*THE RECORDS*

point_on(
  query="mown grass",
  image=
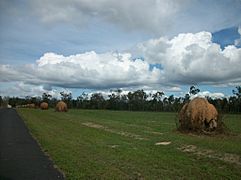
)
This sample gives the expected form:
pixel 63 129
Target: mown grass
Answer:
pixel 121 145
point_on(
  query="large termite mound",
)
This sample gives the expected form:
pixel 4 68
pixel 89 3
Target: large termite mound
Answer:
pixel 198 115
pixel 61 107
pixel 44 106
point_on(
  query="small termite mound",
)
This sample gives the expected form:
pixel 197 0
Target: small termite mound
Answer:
pixel 198 115
pixel 61 107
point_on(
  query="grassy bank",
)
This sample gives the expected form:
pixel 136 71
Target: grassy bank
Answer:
pixel 121 145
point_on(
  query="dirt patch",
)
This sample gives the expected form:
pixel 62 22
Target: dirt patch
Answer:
pixel 164 143
pixel 157 133
pixel 122 133
pixel 226 157
pixel 114 146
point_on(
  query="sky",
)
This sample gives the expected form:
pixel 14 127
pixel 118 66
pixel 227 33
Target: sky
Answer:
pixel 98 45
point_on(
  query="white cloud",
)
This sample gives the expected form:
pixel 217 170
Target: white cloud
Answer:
pixel 205 94
pixel 155 16
pixel 21 89
pixel 237 42
pixel 186 59
pixel 87 70
pixel 193 59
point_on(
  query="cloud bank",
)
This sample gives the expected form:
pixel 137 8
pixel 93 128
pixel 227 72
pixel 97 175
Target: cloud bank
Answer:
pixel 155 16
pixel 183 60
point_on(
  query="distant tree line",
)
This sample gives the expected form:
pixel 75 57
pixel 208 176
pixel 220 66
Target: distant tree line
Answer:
pixel 138 100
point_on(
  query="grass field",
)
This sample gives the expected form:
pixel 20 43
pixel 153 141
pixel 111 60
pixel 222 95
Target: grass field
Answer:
pixel 89 144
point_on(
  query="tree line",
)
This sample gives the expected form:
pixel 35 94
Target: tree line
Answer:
pixel 137 100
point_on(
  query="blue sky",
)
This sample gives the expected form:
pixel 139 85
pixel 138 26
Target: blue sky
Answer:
pixel 50 46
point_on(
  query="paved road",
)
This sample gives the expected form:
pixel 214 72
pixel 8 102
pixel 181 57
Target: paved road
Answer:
pixel 20 155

*EXERCISE REQUIREMENTS*
Keep each line of the records exactly as it is while transcribing them, but leave the images behind.

*SOLUTION FOR THIS TASK*
point_on(
  query="mown grass",
  image=
)
This sample gives the expected form:
pixel 63 129
Target: mown grass
Answer:
pixel 121 145
point_on(
  query="large termite mound",
)
This sample gives the expected form:
pixel 4 68
pixel 89 3
Target: large termite mound
Answer:
pixel 198 115
pixel 61 107
pixel 44 106
point_on(
  query="small termite mound",
)
This sample gives the expected form:
pixel 197 0
Target: small termite mound
Answer:
pixel 198 115
pixel 61 107
point_on(
  query="grassy bank",
)
This sample gives the expected form:
pixel 136 71
Target: grassy bank
Answer:
pixel 121 145
point_on(
  query="dirt patch",
)
This sample gives the expected form:
pixel 62 22
Target: dirt patch
Answer:
pixel 164 143
pixel 157 133
pixel 122 133
pixel 226 157
pixel 114 146
point_on(
  query="sky",
)
This sample gives the expected form:
pixel 14 127
pixel 118 66
pixel 227 33
Target: sky
Answer:
pixel 98 45
point_on(
  query="white cloud",
)
This sample gives the expected form:
pixel 217 170
Target: white cloud
Answer:
pixel 205 94
pixel 155 16
pixel 21 89
pixel 237 42
pixel 186 59
pixel 87 70
pixel 193 59
point_on(
  query="cloud bank",
)
This sample gives the expected form:
pixel 137 8
pixel 93 128
pixel 227 72
pixel 97 175
Target: cloud bank
Answer:
pixel 155 16
pixel 183 60
point_on(
  query="distant tree line",
)
This sample gives the expected form:
pixel 75 57
pixel 208 176
pixel 220 66
Target: distant tree line
Answer:
pixel 138 100
point_on(
  query="grass field",
)
This sample gives the expected form:
pixel 20 43
pixel 153 141
pixel 111 60
pixel 222 95
Target: grass field
Answer:
pixel 89 144
point_on(
  query="tree line",
)
This sample gives the expected form:
pixel 35 94
Target: tree line
Answer:
pixel 137 100
point_on(
  query="blue sky",
)
This sample gives the expected form:
pixel 139 85
pixel 138 26
Target: blue sky
Answer:
pixel 50 46
point_on(
  query="paved road",
)
This sample gives the expected form:
pixel 214 72
pixel 8 102
pixel 181 57
Target: paved road
Answer:
pixel 20 155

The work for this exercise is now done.